** TASK REQUIREMENTS **
Format every line of the entries below as a JSON array of strings, one string per line, with blank lines skipped. Leave the pictures out.

===== DATA ROWS

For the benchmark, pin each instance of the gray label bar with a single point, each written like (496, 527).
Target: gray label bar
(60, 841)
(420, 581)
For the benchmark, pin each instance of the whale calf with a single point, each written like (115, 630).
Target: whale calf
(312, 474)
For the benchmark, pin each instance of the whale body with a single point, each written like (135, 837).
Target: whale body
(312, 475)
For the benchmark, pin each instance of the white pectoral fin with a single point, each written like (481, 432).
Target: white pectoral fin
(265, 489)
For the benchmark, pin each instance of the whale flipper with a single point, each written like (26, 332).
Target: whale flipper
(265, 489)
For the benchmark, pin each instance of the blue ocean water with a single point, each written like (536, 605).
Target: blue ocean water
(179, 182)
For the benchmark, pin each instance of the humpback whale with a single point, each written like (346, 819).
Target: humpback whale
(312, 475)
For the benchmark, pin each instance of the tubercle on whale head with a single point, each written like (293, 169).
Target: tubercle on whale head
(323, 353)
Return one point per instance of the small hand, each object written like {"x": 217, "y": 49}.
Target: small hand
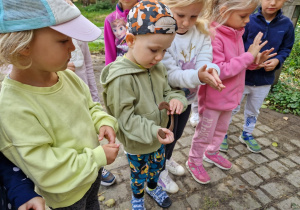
{"x": 36, "y": 203}
{"x": 111, "y": 152}
{"x": 107, "y": 132}
{"x": 169, "y": 136}
{"x": 176, "y": 107}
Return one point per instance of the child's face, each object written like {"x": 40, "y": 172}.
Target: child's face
{"x": 239, "y": 18}
{"x": 147, "y": 50}
{"x": 186, "y": 17}
{"x": 128, "y": 4}
{"x": 271, "y": 7}
{"x": 50, "y": 50}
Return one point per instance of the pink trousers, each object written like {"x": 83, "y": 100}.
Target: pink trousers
{"x": 209, "y": 134}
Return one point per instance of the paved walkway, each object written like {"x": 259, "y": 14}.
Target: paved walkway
{"x": 268, "y": 180}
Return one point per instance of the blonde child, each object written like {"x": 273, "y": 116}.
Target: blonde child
{"x": 189, "y": 64}
{"x": 115, "y": 30}
{"x": 49, "y": 122}
{"x": 230, "y": 17}
{"x": 134, "y": 86}
{"x": 279, "y": 31}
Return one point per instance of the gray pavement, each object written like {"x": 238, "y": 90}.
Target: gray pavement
{"x": 268, "y": 180}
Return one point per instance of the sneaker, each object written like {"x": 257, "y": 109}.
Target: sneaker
{"x": 107, "y": 178}
{"x": 194, "y": 119}
{"x": 224, "y": 145}
{"x": 138, "y": 203}
{"x": 160, "y": 196}
{"x": 252, "y": 145}
{"x": 174, "y": 167}
{"x": 167, "y": 183}
{"x": 218, "y": 160}
{"x": 198, "y": 172}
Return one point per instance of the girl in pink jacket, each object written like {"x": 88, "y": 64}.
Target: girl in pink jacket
{"x": 230, "y": 18}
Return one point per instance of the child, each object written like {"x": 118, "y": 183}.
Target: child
{"x": 187, "y": 61}
{"x": 17, "y": 188}
{"x": 49, "y": 122}
{"x": 279, "y": 31}
{"x": 134, "y": 86}
{"x": 230, "y": 16}
{"x": 115, "y": 31}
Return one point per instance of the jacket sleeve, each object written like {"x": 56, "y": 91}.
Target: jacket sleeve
{"x": 122, "y": 108}
{"x": 232, "y": 67}
{"x": 109, "y": 42}
{"x": 90, "y": 71}
{"x": 19, "y": 188}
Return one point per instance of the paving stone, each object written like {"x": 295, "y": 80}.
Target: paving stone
{"x": 295, "y": 158}
{"x": 262, "y": 196}
{"x": 296, "y": 142}
{"x": 243, "y": 162}
{"x": 241, "y": 148}
{"x": 264, "y": 141}
{"x": 294, "y": 178}
{"x": 216, "y": 174}
{"x": 269, "y": 154}
{"x": 237, "y": 184}
{"x": 287, "y": 162}
{"x": 264, "y": 172}
{"x": 276, "y": 189}
{"x": 252, "y": 178}
{"x": 292, "y": 203}
{"x": 257, "y": 158}
{"x": 278, "y": 167}
{"x": 247, "y": 202}
{"x": 265, "y": 129}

==========

** RESULT OF THIS TASK **
[
  "For the benchmark, pin each instance of the gray label bar with a single point, each written like (496, 527).",
  "Target: gray label bar",
  "(60, 841)",
  "(420, 581)",
  "For the benchmark, pin each instance of the whale calf with a single point, each written like (115, 630).",
  "Target: whale calf",
  "(312, 474)",
  "For the benchmark, pin each instance of the whale body with a single point, each written like (135, 837).",
  "Target: whale body",
  "(312, 475)",
  "For the benchmark, pin each instance of the white pectoral fin with a single point, each written like (481, 432).",
  "Target: white pectoral fin",
  "(265, 489)",
  "For the benchmark, pin each instance of the whale flipper with a single point, each written like (26, 332).",
  "Target: whale flipper",
  "(265, 489)",
  "For the benchmark, pin each instance of the blue ocean water with a single point, each written like (536, 605).",
  "Target: blue ocean water",
  "(179, 182)",
  "For the benchmark, pin each instance of the humpback whale with a single point, each written like (346, 819).",
  "Target: humpback whale",
  "(312, 475)",
  "For the benchmark, pin each instance of the tubercle on whale head with a single point, each written like (293, 169).",
  "Target: tubercle on whale head",
  "(323, 353)",
  "Return one point per instance of the small hand, each object written like {\"x\": 217, \"y\": 49}.",
  "Target: small hand",
  "{\"x\": 36, \"y\": 203}",
  "{\"x\": 111, \"y\": 152}",
  "{\"x\": 107, \"y\": 132}",
  "{\"x\": 169, \"y\": 136}",
  "{\"x\": 176, \"y\": 107}",
  "Return one point per instance of the child's face, each object written like {\"x\": 40, \"y\": 172}.",
  "Target: child's face",
  "{\"x\": 239, \"y\": 18}",
  "{\"x\": 147, \"y\": 50}",
  "{\"x\": 186, \"y\": 17}",
  "{\"x\": 128, \"y\": 4}",
  "{\"x\": 271, \"y\": 7}",
  "{\"x\": 50, \"y\": 50}",
  "Return one point per instance of the pink trousers, each object written like {\"x\": 83, \"y\": 100}.",
  "Target: pink trousers",
  "{\"x\": 209, \"y\": 134}",
  "Return one point per instance of the paved walkway, each object written like {\"x\": 259, \"y\": 14}.",
  "Target: paved walkway",
  "{\"x\": 268, \"y\": 180}",
  "Return one point per instance of the blonde child, each object written like {\"x\": 273, \"y\": 116}.",
  "Target: blonde child",
  "{\"x\": 189, \"y\": 64}",
  "{\"x\": 115, \"y\": 30}",
  "{\"x\": 49, \"y\": 122}",
  "{\"x\": 230, \"y\": 17}",
  "{\"x\": 134, \"y\": 86}",
  "{\"x\": 279, \"y\": 31}",
  "Return one point per instance of the gray pavement, each object written like {\"x\": 238, \"y\": 90}.",
  "Target: gray pavement",
  "{\"x\": 268, \"y\": 180}",
  "Return one point per instance of the sneaker, each object written like {\"x\": 257, \"y\": 109}.",
  "Target: sneaker",
  "{\"x\": 107, \"y\": 178}",
  "{\"x\": 194, \"y\": 119}",
  "{\"x\": 224, \"y\": 145}",
  "{\"x\": 138, \"y\": 203}",
  "{\"x\": 160, \"y\": 196}",
  "{\"x\": 252, \"y\": 145}",
  "{\"x\": 174, \"y\": 167}",
  "{\"x\": 167, \"y\": 183}",
  "{\"x\": 218, \"y\": 160}",
  "{\"x\": 198, \"y\": 172}",
  "Return one point per instance of the girl in pink jacket, each object written like {\"x\": 88, \"y\": 64}.",
  "Target: girl in pink jacket",
  "{\"x\": 230, \"y\": 18}",
  "Return one point per instance of the child, each object written like {\"x\": 118, \"y\": 183}.",
  "Target: child",
  "{\"x\": 187, \"y\": 61}",
  "{\"x\": 17, \"y\": 188}",
  "{\"x\": 49, \"y\": 122}",
  "{\"x\": 279, \"y\": 31}",
  "{\"x\": 134, \"y\": 86}",
  "{\"x\": 230, \"y\": 16}",
  "{\"x\": 115, \"y\": 31}",
  "Return one point per instance of the jacket sleeve, each object written like {\"x\": 56, \"y\": 91}.",
  "Target: jacket sleeve",
  "{\"x\": 122, \"y\": 108}",
  "{\"x\": 232, \"y\": 67}",
  "{\"x\": 109, \"y\": 42}",
  "{\"x\": 90, \"y\": 71}",
  "{\"x\": 19, \"y\": 188}",
  "Return one point per instance of the paving stone, each object written like {\"x\": 295, \"y\": 80}.",
  "Target: paving stone",
  "{\"x\": 295, \"y\": 158}",
  "{\"x\": 262, \"y\": 196}",
  "{\"x\": 296, \"y\": 142}",
  "{\"x\": 243, \"y\": 162}",
  "{\"x\": 241, \"y\": 148}",
  "{\"x\": 264, \"y\": 141}",
  "{\"x\": 294, \"y\": 178}",
  "{\"x\": 216, \"y\": 174}",
  "{\"x\": 269, \"y\": 154}",
  "{\"x\": 237, \"y\": 184}",
  "{\"x\": 287, \"y\": 162}",
  "{\"x\": 264, \"y\": 172}",
  "{\"x\": 276, \"y\": 189}",
  "{\"x\": 252, \"y\": 178}",
  "{\"x\": 292, \"y\": 203}",
  "{\"x\": 257, \"y\": 158}",
  "{\"x\": 278, \"y\": 167}",
  "{\"x\": 247, \"y\": 202}",
  "{\"x\": 265, \"y\": 129}"
]